▶ AIM OF THE TASK
Among the records below, find each line bearing the word "stem" and copy it.

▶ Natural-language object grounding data
☆ ☆ ☆ ☆ ☆

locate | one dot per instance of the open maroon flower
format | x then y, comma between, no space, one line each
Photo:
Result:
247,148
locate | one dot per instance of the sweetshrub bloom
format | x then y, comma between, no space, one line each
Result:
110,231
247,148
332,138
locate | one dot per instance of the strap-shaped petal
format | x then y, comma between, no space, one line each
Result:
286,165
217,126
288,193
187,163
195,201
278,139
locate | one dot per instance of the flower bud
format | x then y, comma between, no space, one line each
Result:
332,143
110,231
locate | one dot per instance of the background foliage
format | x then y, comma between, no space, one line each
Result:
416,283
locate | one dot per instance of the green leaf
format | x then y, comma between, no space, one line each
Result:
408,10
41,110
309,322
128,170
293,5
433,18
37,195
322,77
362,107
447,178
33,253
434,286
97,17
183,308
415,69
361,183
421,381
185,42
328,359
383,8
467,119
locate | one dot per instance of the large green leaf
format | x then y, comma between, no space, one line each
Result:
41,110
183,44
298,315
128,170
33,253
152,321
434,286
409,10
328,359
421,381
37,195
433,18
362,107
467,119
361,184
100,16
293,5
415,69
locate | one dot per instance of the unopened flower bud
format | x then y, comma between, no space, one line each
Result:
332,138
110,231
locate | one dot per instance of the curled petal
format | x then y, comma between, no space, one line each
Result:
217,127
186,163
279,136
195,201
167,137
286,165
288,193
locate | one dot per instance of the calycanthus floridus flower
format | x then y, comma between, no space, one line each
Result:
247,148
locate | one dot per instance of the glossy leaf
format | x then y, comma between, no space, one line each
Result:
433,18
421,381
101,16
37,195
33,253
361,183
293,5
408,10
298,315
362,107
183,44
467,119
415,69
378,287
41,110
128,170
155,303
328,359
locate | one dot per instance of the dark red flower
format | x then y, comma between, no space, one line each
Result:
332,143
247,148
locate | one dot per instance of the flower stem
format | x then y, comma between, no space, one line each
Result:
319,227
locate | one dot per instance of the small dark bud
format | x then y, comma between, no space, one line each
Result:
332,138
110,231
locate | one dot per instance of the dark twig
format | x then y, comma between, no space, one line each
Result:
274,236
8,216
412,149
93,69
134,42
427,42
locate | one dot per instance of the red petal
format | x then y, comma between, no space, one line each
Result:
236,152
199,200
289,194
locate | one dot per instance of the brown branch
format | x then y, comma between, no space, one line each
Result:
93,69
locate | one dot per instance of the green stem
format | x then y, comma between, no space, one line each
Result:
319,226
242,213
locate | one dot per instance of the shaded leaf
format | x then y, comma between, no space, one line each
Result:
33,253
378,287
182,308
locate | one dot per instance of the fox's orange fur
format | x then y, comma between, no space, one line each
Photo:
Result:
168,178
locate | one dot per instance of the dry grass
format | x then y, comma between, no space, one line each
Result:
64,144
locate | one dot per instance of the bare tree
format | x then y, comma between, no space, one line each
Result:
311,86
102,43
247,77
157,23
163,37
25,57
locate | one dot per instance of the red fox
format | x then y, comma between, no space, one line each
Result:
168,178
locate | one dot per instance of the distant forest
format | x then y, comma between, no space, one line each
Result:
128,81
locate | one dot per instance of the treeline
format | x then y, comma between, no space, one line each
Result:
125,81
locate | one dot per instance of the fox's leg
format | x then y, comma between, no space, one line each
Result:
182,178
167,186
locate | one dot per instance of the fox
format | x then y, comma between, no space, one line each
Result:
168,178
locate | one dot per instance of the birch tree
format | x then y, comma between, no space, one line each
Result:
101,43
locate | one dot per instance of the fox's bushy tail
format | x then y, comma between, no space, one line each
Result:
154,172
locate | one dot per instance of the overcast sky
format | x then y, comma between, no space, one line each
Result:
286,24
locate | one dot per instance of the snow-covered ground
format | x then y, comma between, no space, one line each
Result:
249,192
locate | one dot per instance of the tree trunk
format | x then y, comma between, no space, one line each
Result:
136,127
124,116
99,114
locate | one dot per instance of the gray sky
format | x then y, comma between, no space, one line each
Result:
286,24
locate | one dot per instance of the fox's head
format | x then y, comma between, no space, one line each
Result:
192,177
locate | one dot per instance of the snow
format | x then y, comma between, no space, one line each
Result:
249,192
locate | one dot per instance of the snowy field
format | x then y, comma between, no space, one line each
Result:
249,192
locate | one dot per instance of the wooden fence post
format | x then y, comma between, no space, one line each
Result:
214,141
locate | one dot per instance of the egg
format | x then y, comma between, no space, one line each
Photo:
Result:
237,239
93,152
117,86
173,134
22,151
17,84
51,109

☆ ☆ ☆ ☆ ☆

▶ OUTPUT FOR THIS EXERCISE
locate | one dot per instance of the flower stem
locate | one dot per instance of the green stem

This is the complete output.